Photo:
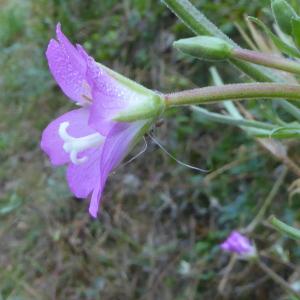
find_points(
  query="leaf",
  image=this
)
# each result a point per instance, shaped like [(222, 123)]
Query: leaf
[(13, 203), (281, 45)]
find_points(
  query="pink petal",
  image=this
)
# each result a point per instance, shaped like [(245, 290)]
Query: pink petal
[(109, 97), (68, 67), (51, 142), (115, 148)]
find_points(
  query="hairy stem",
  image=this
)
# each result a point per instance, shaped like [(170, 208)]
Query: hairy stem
[(240, 91)]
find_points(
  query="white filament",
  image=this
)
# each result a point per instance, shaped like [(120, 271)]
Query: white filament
[(74, 145)]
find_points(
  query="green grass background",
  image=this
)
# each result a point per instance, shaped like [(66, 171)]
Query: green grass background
[(161, 223)]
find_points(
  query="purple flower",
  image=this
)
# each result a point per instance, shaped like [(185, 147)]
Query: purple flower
[(91, 140), (239, 244)]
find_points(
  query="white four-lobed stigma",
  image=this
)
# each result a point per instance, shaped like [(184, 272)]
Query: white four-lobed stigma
[(75, 145)]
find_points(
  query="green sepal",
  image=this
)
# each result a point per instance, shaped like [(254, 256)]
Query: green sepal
[(205, 47), (149, 108)]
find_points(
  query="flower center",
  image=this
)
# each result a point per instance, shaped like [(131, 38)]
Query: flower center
[(75, 145)]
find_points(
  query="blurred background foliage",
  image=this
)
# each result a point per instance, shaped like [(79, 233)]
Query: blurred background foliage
[(161, 223)]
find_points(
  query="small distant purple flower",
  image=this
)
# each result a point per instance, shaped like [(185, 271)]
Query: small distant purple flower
[(89, 139), (239, 244)]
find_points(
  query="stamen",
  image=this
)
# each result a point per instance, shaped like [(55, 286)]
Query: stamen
[(74, 145)]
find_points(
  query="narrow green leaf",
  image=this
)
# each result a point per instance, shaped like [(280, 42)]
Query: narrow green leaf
[(281, 45)]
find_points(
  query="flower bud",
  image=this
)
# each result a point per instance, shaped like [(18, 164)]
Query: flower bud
[(283, 14), (205, 47)]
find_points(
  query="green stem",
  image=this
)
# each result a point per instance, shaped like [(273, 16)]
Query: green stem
[(267, 60), (284, 228), (240, 91), (200, 25)]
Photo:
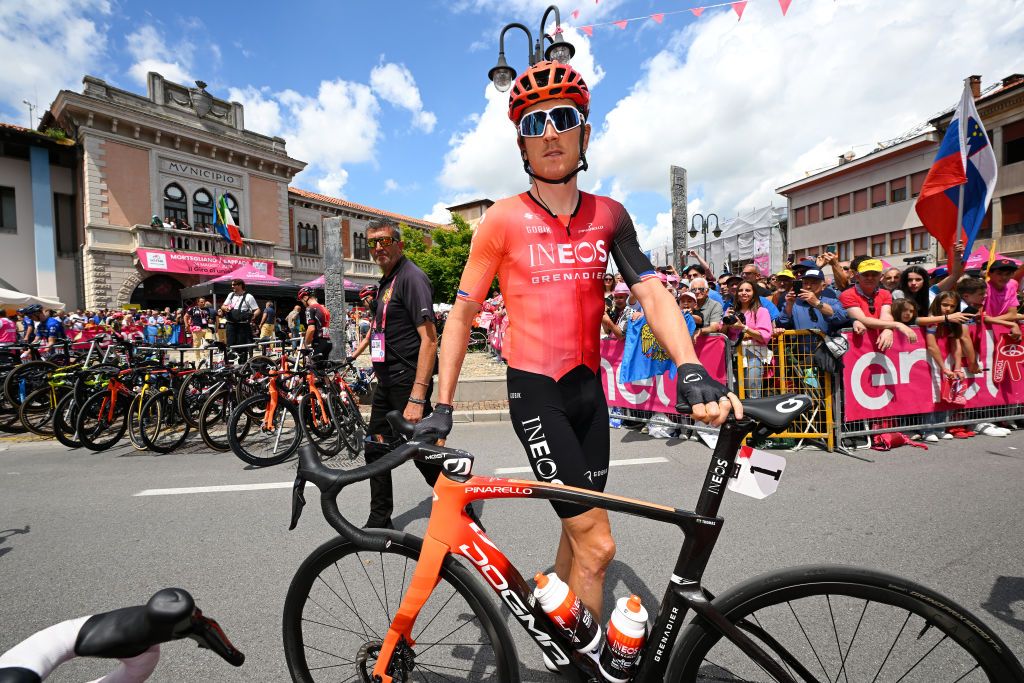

EXERCISE: Which lines in the data above contain the word "filament", with case counting? Copy out each of those lines.

EXPECTED OUTPUT:
  query="white filament",
Query: white filament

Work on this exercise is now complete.